### TASK DIRECTIONS
Copy out the listing that follows exactly, dropping every picture.

──────── DATASET EXTRACT

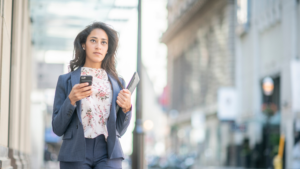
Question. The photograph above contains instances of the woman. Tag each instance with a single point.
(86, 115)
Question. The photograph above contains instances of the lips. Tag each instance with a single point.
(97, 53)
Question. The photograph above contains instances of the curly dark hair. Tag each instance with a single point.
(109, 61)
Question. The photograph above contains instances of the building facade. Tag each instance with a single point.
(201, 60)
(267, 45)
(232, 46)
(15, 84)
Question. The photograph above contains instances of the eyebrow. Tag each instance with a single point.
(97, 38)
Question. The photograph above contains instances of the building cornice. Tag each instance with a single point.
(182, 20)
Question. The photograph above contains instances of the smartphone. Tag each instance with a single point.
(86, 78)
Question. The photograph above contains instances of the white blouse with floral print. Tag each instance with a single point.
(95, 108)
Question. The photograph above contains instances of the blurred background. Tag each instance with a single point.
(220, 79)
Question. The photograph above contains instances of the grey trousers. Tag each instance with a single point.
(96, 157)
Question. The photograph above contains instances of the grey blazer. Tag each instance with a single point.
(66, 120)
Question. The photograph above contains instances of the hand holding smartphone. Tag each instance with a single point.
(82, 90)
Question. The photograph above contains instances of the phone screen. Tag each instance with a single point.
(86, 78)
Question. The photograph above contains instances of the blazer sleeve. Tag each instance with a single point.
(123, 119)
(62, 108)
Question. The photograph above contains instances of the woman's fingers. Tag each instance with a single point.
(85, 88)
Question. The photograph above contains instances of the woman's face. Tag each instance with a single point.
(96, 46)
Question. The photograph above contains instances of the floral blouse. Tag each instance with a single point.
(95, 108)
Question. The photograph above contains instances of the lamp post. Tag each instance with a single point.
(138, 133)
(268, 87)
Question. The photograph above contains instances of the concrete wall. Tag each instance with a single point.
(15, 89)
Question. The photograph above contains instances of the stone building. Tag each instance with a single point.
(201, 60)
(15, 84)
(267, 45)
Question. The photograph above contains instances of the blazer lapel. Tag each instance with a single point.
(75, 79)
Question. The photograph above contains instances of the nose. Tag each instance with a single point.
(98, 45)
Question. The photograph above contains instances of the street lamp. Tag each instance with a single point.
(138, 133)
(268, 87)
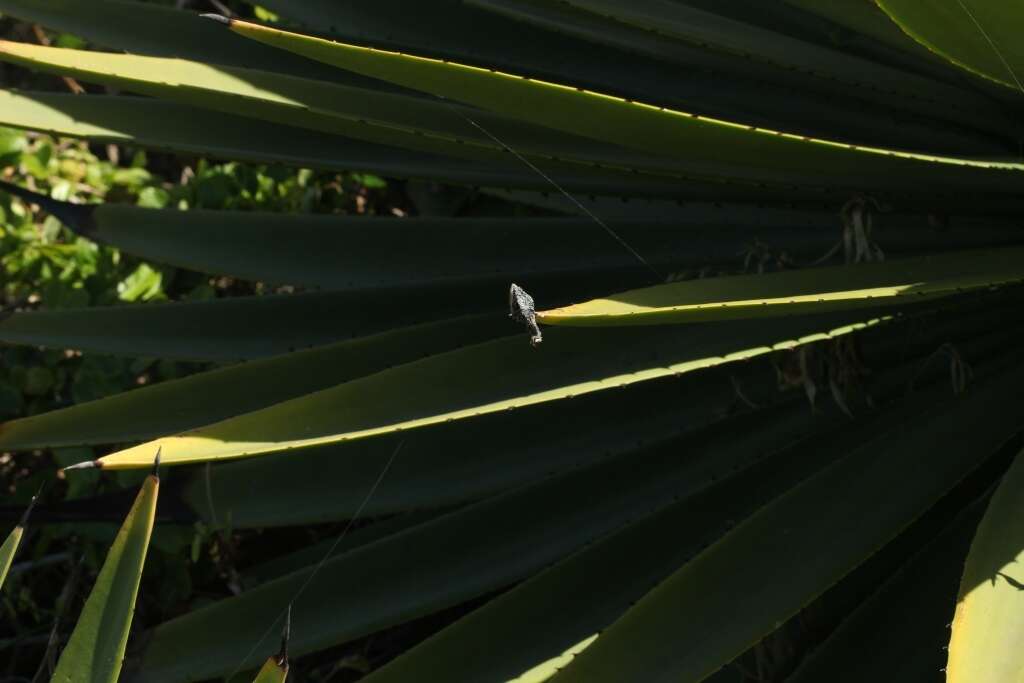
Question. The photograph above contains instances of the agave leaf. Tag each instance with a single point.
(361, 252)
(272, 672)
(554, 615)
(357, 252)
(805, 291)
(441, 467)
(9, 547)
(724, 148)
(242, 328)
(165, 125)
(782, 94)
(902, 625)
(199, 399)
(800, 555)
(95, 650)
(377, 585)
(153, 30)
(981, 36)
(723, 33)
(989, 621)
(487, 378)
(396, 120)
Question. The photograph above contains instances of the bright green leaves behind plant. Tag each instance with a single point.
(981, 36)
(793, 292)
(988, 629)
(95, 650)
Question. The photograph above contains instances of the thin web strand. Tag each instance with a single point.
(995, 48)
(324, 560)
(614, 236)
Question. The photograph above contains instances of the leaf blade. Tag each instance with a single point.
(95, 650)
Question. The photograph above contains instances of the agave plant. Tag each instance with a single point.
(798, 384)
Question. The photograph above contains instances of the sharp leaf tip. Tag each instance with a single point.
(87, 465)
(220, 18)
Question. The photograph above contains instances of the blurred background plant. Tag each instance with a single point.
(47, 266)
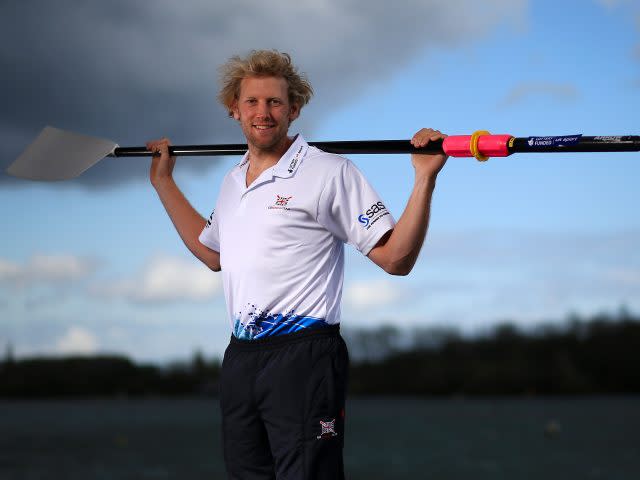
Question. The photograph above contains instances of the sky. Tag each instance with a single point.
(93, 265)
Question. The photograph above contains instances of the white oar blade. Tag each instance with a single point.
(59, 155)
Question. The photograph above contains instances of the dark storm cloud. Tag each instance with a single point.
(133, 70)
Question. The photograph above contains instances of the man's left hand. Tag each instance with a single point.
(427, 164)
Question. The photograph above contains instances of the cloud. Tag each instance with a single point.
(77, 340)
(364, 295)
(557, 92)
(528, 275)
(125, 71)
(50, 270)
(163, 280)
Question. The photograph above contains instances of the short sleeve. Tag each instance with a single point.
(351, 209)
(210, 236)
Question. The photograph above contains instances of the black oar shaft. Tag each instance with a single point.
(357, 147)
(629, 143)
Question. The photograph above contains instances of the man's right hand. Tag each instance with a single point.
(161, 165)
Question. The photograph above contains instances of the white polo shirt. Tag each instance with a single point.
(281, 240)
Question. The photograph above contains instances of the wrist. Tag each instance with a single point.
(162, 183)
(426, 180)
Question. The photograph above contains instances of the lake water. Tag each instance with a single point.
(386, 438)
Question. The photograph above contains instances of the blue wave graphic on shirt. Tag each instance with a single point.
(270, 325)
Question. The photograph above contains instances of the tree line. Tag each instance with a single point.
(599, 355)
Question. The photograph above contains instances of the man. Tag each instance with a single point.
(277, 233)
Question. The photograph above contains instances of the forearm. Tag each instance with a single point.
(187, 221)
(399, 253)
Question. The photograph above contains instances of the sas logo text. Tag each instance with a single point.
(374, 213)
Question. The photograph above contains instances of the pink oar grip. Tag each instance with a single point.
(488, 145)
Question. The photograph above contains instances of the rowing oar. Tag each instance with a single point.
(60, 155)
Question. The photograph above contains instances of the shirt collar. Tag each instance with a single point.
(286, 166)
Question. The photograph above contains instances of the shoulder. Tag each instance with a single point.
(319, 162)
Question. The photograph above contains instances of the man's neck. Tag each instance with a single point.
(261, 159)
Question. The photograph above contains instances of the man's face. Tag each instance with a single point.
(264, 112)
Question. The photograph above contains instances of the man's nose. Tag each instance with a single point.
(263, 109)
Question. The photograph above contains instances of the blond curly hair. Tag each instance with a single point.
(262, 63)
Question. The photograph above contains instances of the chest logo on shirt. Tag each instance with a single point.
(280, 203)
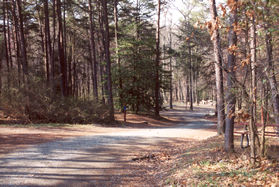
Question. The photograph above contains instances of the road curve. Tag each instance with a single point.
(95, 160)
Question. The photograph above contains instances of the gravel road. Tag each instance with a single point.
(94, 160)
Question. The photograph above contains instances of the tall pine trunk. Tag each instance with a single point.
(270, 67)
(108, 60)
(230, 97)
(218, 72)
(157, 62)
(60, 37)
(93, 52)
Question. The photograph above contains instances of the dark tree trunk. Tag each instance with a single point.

────────────────

### SOLVED EXERCISE
Question. The photograph above contains instances of the woman. Tag each instance with a single point.
(86, 115)
Question. The photograph above contains instances of the lips. Tag each instance with a single point.
(97, 53)
Question. The photograph above contains instances of the curly dark hair. Tag each instance with a single point.
(109, 61)
Question. The photograph above contains instances of the building facade. Tag each instance with a single point.
(201, 60)
(267, 45)
(232, 46)
(15, 84)
Question. The photograph above contains instances of the eyebrow. Tag each instance with a single point.
(97, 38)
Question. The photograph above contains instances of the building cornice. Tag each instance with a single point.
(182, 20)
Question. The photograph above contains instances of the smartphone. Tag each instance with a single point.
(86, 78)
Question. The photograph above contains instances of the white blouse with floral print. Tag each instance with a single point.
(95, 108)
Question. The photograph above contains instances of the blurred background. Tag each instance with a single point.
(220, 79)
Question. The photograph above contains instances of the grey trousers. Tag each instance with a single point.
(96, 157)
Question. The photograph above contains instances of the grey blazer. Tag each instance with a single point.
(66, 120)
Question. The photograph above contains instances of the hand holding smartphone. Tag each instance with a single point.
(82, 90)
Question. The photograph above contains instances of the phone screen. Tag each instance with a single point.
(86, 78)
Question. The photograph above contains instances of the blazer sleeve. Tag each instance with a single point.
(123, 119)
(62, 108)
Question. The photograph above contains instances of the woman's fingers. Tag each instance with a single point.
(85, 88)
Question. The photograph above contains instances of the woman's face. Tag each instance with a single point.
(96, 46)
Question. The photograph above contains instances of the floral blouse. Tag each instance with a single point.
(95, 108)
Question. The photograph above contains instances of the lamp post. Tag each instance with a single point.
(138, 133)
(268, 87)
Question. The photograph above contains instances of the concrete wall. Tag each instance with a single point.
(15, 89)
Question. The photograph above contains instances of the stone building. Tag each instance with a single point.
(201, 60)
(15, 84)
(267, 45)
Question. The photograph above contains instances of the blazer lapel. Tag each instance with a single point.
(75, 79)
Question. The photograph above contains instances of the nose. Tag each instance with a single point.
(98, 45)
Question. The photograph above contains instances of the street lamp. Tag each instance with a single point.
(138, 133)
(268, 87)
Question. The photograph above contains instances of the agave leaf. Tag each instance with a single point.
(361, 252)
(272, 672)
(554, 615)
(357, 252)
(805, 291)
(441, 467)
(9, 547)
(724, 148)
(242, 328)
(165, 125)
(782, 94)
(902, 625)
(199, 399)
(800, 555)
(95, 650)
(377, 585)
(153, 30)
(981, 36)
(723, 33)
(989, 621)
(487, 378)
(396, 120)
Question. The photograph above contains instances of the bright green leaves behind plant. Tag each instance with a single point.
(981, 36)
(793, 292)
(988, 629)
(95, 650)
Question. The photograph above contains instances of the thin web strand. Tag each instance with a single point.
(995, 48)
(324, 560)
(614, 236)
Question. The photograph above contains instances of the leaf blade. Tag each instance with a single point.
(95, 650)
Question. The photograph above contains instances of the agave plant. Tag each instance with a single point.
(798, 384)
Question. The photograph above contains instances of the sharp leaf tip. Tag each instance with a single point.
(87, 465)
(220, 18)
Question. The photograph above contains instances of the blurred background plant. Tag each instance with a single point.
(47, 266)
Question. The photograph above contains instances of the sky. Tag each instance with a single point.
(93, 265)
Question. The photograph above contains instances of the white oar blade. Tag each instance with a single point.
(59, 155)
Question. The photograph above contains instances of the dark storm cloud. Tag each instance with a single point.
(133, 70)
Question. The photograph above contains instances of the man's left hand. Tag each instance with a single point.
(427, 164)
Question. The photograph above contains instances of the cloud. Tag each instance with a single point.
(77, 340)
(364, 295)
(557, 92)
(528, 275)
(125, 71)
(50, 270)
(163, 280)
Question. The photograph above contains instances of the short sleeve. Tag each instance with a single point.
(351, 209)
(210, 236)
Question. The photograph above contains instances of the black oar shaft. Tag each instance with a single point.
(357, 147)
(629, 143)
Question. The photograph above contains instances of the man's right hand. Tag each instance with a single point.
(161, 165)
Question. The photograph above contains instances of the white polo shirt. Tag each instance with a single point.
(281, 240)
Question. The photograph above contains instances of the wrist. Tag each instance with a single point.
(162, 183)
(426, 180)
Question. The photograph above contains instances of the lake water. Tag each instance with a single point.
(386, 438)
Question. The photograph above contains instances of the blue wave graphic on shirt. Tag each instance with a single point.
(270, 325)
Question. The photograph above contains instances of the tree line. Tag each instance with a single point.
(599, 355)
Question. The photograph above contains instances of the man. Tag each instance with a single point.
(277, 233)
Question. The photograph above contains instances of the forearm. Tag each instance with a single point.
(187, 221)
(399, 253)
Question. The photograph above contains instances of the sas logo text. Tag each instance with a single point.
(374, 213)
Question. The photograph above contains instances of the pink oar grip. Tag each instance with a single point.
(488, 145)
Question. The photograph above contains instances of the rowing oar. Tag each instance with a single point.
(60, 155)
Question. The photograph above contains instances of the shirt collar. Tag each instance with a single point.
(286, 166)
Question. The photograph above contains instances of the shoulder. Tag each instance with a single point.
(319, 162)
Question. The photograph above contains instances of the man's neck. Tag each instance with a single point.
(261, 159)
Question. The photograph above contains instances of the man's face. Tag each instance with a single point.
(264, 112)
Question. The photograph above contains instances of the man's nose. Tag each instance with a single point.
(263, 109)
Question. The photograph above contains instances of the blond curly hair. Tag each instance with a single point.
(262, 63)
Question. The photograph above contains instances of the chest logo on shirt. Tag each instance with a single point.
(280, 203)
Question. The photograph above contains instances of the road curve. Tag each instance with a single point.
(95, 160)
Question. The photograph above contains instances of the gravel road. Tag each instance with a single point.
(94, 160)
Question. The photograph above contains instances of the tall pine trunk. Tag each instance with a single point.
(270, 67)
(108, 60)
(230, 97)
(218, 72)
(157, 62)
(60, 37)
(93, 52)
Question. The photograph above contains instances of the dark tree trunk. Tag each instance with a single point.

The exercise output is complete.